[Directions for this task] Leave every image out, and return the rest of the data word for word.

Image-grounded pointing data
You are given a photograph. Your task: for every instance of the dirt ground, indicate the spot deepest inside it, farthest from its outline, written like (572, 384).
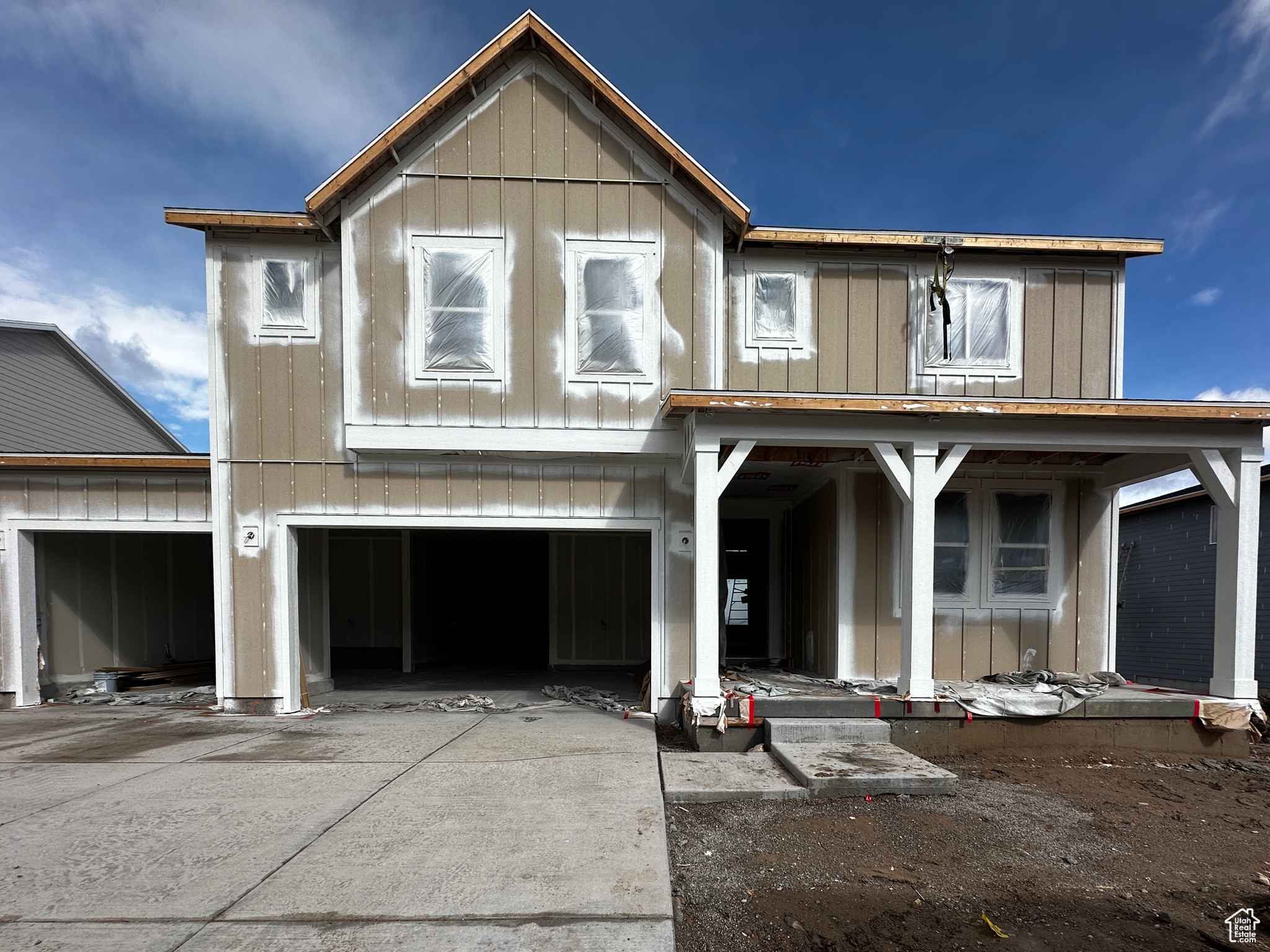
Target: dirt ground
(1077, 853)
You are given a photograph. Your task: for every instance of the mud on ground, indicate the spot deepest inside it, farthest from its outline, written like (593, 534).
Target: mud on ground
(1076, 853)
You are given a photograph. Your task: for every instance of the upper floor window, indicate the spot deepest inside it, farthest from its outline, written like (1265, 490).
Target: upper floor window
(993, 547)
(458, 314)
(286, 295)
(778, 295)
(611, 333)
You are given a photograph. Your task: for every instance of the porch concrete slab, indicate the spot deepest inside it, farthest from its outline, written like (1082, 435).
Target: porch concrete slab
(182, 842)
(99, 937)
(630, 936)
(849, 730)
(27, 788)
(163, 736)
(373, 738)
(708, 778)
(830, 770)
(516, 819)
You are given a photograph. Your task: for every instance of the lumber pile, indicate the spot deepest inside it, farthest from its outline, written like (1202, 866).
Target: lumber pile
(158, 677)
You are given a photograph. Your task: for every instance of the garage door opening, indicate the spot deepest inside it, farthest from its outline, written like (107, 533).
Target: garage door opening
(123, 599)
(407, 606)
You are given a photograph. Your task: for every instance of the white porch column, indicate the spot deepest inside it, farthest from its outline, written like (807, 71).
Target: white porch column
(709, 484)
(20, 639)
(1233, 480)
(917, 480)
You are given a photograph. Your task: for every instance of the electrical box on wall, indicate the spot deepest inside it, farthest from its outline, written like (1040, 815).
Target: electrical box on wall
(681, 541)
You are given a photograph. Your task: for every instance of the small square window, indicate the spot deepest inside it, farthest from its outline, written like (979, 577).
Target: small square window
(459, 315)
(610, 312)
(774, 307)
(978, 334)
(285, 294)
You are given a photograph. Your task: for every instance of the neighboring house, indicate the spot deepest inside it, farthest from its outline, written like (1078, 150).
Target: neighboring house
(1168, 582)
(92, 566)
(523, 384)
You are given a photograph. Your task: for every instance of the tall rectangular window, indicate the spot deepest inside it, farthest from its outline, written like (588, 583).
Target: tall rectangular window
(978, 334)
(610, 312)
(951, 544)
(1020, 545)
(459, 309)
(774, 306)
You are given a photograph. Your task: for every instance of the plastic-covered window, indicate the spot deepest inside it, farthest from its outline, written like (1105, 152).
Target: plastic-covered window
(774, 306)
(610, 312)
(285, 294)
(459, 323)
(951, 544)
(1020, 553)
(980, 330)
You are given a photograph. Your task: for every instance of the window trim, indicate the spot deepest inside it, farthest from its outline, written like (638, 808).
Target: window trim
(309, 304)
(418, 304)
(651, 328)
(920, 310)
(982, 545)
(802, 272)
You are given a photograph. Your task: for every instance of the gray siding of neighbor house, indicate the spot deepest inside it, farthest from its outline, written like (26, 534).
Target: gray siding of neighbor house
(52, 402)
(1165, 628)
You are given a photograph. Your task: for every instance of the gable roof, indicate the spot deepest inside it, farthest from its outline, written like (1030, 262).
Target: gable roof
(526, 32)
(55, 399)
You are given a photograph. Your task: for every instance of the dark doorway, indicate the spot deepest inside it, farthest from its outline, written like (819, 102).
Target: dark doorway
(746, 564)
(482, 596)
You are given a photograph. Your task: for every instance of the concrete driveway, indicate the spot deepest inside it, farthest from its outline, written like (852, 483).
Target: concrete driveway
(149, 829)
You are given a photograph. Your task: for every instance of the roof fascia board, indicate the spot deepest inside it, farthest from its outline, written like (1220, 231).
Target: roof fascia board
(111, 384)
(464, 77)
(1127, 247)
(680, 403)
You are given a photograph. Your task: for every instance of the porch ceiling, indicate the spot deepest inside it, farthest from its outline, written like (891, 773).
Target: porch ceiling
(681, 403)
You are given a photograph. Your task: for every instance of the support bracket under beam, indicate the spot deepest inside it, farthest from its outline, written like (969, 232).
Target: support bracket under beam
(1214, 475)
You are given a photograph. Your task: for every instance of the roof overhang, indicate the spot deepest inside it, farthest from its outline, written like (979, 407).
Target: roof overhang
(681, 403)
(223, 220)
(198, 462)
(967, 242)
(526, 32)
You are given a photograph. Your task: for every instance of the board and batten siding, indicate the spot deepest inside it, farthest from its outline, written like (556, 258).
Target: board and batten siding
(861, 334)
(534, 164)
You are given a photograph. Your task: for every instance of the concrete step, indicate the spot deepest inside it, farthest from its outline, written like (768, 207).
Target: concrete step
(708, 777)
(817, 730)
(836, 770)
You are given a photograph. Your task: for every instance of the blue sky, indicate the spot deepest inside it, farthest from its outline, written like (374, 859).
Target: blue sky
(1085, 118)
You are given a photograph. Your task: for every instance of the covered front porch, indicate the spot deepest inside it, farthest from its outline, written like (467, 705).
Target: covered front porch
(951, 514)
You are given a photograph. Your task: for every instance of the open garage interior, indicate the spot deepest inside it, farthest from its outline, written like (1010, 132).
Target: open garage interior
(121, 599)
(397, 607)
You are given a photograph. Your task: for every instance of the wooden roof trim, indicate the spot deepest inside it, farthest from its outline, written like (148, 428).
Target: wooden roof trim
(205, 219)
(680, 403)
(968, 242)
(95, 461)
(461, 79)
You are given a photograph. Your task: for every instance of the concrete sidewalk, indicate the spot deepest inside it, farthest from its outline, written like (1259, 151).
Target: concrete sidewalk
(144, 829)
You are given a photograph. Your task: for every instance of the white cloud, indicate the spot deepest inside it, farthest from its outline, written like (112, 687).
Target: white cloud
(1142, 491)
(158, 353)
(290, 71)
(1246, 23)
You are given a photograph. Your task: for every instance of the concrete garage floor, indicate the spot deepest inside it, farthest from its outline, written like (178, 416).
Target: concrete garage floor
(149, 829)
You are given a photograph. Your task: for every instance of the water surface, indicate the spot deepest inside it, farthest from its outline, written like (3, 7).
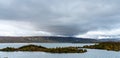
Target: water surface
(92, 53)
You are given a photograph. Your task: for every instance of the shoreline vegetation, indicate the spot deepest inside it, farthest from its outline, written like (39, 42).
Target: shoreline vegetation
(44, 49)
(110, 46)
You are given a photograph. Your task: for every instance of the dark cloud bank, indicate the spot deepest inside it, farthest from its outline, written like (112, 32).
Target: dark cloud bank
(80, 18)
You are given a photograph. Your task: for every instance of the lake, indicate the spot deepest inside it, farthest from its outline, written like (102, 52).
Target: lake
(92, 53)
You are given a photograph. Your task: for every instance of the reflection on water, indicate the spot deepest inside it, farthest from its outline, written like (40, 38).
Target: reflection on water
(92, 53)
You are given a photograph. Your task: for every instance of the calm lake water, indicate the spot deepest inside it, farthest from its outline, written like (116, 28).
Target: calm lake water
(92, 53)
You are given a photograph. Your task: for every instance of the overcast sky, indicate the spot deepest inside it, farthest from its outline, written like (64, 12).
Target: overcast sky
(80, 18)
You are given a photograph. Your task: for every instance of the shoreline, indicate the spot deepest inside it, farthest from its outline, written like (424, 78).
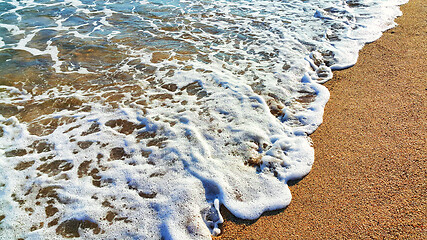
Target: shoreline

[Result of the task]
You are given a photograph. Your task: for every instance of the dirt ground, indicate the spot deepest inside it, farthest from its outline, written like (572, 384).
Target: dirt ground
(1077, 853)
You are given a photograph. Your task: for every instance of the mud on ground, indicate the spot deepest inside it, farthest from its outline, written like (593, 534).
Target: mud on ground
(1076, 853)
You are given a photograph. Your task: for every instance of the upper floor window, indicate the spot deepest inside it, farthest from its outline, written like (1265, 490).
Target: upper floor window
(993, 547)
(458, 314)
(286, 295)
(778, 295)
(611, 333)
You are given a photograph. Your task: for every instance of the porch concrete slab, indicate the spot deepest inside it, farthest from its outline, written like (1082, 435).
Target: porch concrete slab
(182, 842)
(99, 937)
(630, 936)
(849, 730)
(27, 788)
(163, 736)
(373, 738)
(708, 778)
(830, 770)
(516, 819)
You are given a photograph. Your task: for every instance of the lumber pile, indicate the spot deepest inside it, farthest from its outline, written like (1202, 866).
Target: lumber pile
(158, 677)
You are given a photograph. Your task: for every instance of the garage door opening, indicate the spot deepest inside it, farthest from its outline, written like (107, 533).
Target: garage door opening
(123, 599)
(407, 606)
You are given a photograph. Your task: for every instance of the white porch column, indicate the spot deepest inside it, farthest from its outline, written like (807, 71).
Target: white porch column
(709, 484)
(20, 639)
(1233, 480)
(917, 480)
You are given a photograph. Your task: for every instance of the electrical box on wall, indicate the spot deepest inside it, farthest from its outline, written like (1040, 815).
Target: electrical box on wall
(681, 541)
You are given a photograph. Your task: for every instance of the small square window, indicate the spot deepest inside it, farthest from its outline, written like (979, 577).
Target: small square window
(459, 315)
(610, 312)
(774, 307)
(978, 334)
(285, 294)
You are given a photograph. Your task: for every instance of the neighboring house, indicate the spot deepest inside it, farthest from its outline, written like (1078, 150).
Target: neighboring house
(1168, 582)
(92, 566)
(523, 384)
You are given a photograph. Your task: for every instance of the tall rectangular window, indicate the spot deepest inside it, farthest from its outline, written like (588, 583).
Target: tall rectangular window
(978, 334)
(610, 312)
(951, 544)
(1020, 545)
(459, 309)
(774, 306)
You are given a photograph. Your task: for every instance of the plastic-covered window, indicate the spot deepest inside it, farthest from its outline, written like (1105, 152).
Target: plastic-covered window
(774, 306)
(610, 312)
(285, 294)
(459, 323)
(951, 544)
(1020, 553)
(980, 330)
You are given a photograph. Your task: for every instance of the window trim, indicate the spot deepest inside it, farthest from its outline, written like (638, 808).
Target: window trim
(309, 304)
(418, 304)
(651, 328)
(920, 310)
(982, 545)
(802, 272)
You are given a photograph. Your task: for every instance of the gray siding of neighbor house, indicate the spot deepest inside it, farthest from its outline, written like (26, 534).
Target: gray siding of neighbor house
(52, 402)
(1165, 628)
You are given a photograph. Your task: for every instance of the gable roof, indicate the spot deepest inside it, farthest from its outline, written like (1030, 262).
Target: gable roof
(526, 32)
(55, 399)
You are given a photograph. Your task: for every instance of the dark doorway, indicate the spot deepest inside it, farthest from its outline, written like (819, 102).
Target: dark doorway
(746, 564)
(482, 596)
You are given a photograph. Your task: for every instance of the concrete driveway, indicate the spot deepest inside it, farthest from its outline, written like (852, 483).
Target: concrete driveway
(149, 829)
You are given a photograph. Your task: for every instance of the roof fascia board, indicate the spot deepest inside it, farthest from its outline, written like (1220, 231).
Target: roof fascia board
(111, 384)
(464, 77)
(1127, 247)
(680, 403)
You are given a photograph. Your task: for every instance of the porch ceiling, indicate the spot deepest inside it, farthest from its outline, written like (891, 773).
Target: porch ceiling
(681, 403)
You are given a photograph. Your task: for every instance of the support bracket under beam, indicate the spot deepest inside it, farthest from its outline, written like (969, 232).
Target: support bracket under beam
(1214, 475)
You are given a photograph. Your task: for every instance of the roof overhang, indicate the spot deepest inside it, farthest from its outline, written like (979, 407).
Target: roof overhang
(681, 403)
(223, 220)
(198, 462)
(967, 242)
(526, 32)
You are given a photograph. Your task: for every instance of the board and batten siding, indicate the spot deepest inside it, farthest from its outline, written like (556, 258).
Target: board and batten siding
(861, 334)
(534, 164)
You are given a photograph. Your task: for every instance of the concrete step, indicate the spot deepest inside it, farthest from its outline, written like (768, 207).
Target: concrete step
(708, 777)
(817, 730)
(836, 770)
You are given a photograph. Your task: for every instance of the blue sky, indicate the spot deepest inside it, farthest from its outline, written like (374, 859).
Target: blue sky
(1085, 118)
You are given a photograph. Your task: for every instance of the covered front porch, indicate the spot deepest inside it, farthest from its outline, written like (467, 705).
Target: covered front porch
(951, 514)
You are given a photograph. Your task: for every instance of the open garage interior, indicate the spot deepest inside it, farthest from its outline, written like (1010, 132).
Target: open garage interior
(121, 599)
(397, 607)
You are given a photograph. Your task: for every instance of the wooden roof trim, indicate the spot deepest inside it, farthest from its outline, written like (148, 428).
Target: wooden roof trim
(205, 219)
(680, 403)
(968, 242)
(95, 461)
(461, 79)
You are given a photograph. Your task: for every instance of the concrete sidewalk, indicate the spot deepest inside it, farthest from its outline, written like (1259, 151).
Target: concrete sidewalk
(144, 829)
You are given a photograph. Your task: for every instance of the white cloud, indicate the spot deepest inside it, farthest from its outline, written like (112, 687).
Target: white cloud
(1142, 491)
(158, 353)
(290, 71)
(1246, 23)
You are given a photograph. Your task: for every instance of the concrete garage floor, indicate the spot deepest inside it, farthest from its outline, written like (178, 416).
Target: concrete garage floor
(149, 829)
You are given a photograph. Your task: for every instance of the water surface, indicate the spot deepest inside it, farthest from its outline, written like (3, 7).
Target: water surface
(92, 53)
You are given a photograph. Your task: for every instance of the shoreline vegetation, indicate the spot deepest inside it, farthest from its outline, written like (39, 42).
Target: shoreline vegetation
(44, 49)
(110, 46)
You are given a photograph. Your task: for every instance of the dark cloud bank, indicate the spot deepest inside it, farthest from its outline, written like (112, 32).
Target: dark cloud bank
(80, 18)
You are given a photograph. Your task: for every instance of the lake, indicate the spot deepest inside it, farthest from its outline, written like (102, 52).
Target: lake
(92, 53)
You are given a photograph. Your task: for every instance of the reflection on water, indicate the spot deepest inside it, farthest from its outline, written like (40, 38).
Target: reflection on water
(92, 53)
You are given a photograph. Your task: for every instance of the calm lake water, indicate the spot deepest inside it, farthest from its outline, written like (116, 28).
Target: calm lake water
(92, 53)
You are given a photograph. Your task: for every instance of the overcast sky, indicate the spot deepest inside it, farthest from its outline, written like (64, 12).
Target: overcast sky
(80, 18)
You are given a photograph. Your task: for every instance of the shoreline, indicate the spot deepest inside it, farthest from its outline, written like (424, 78).
Target: shoreline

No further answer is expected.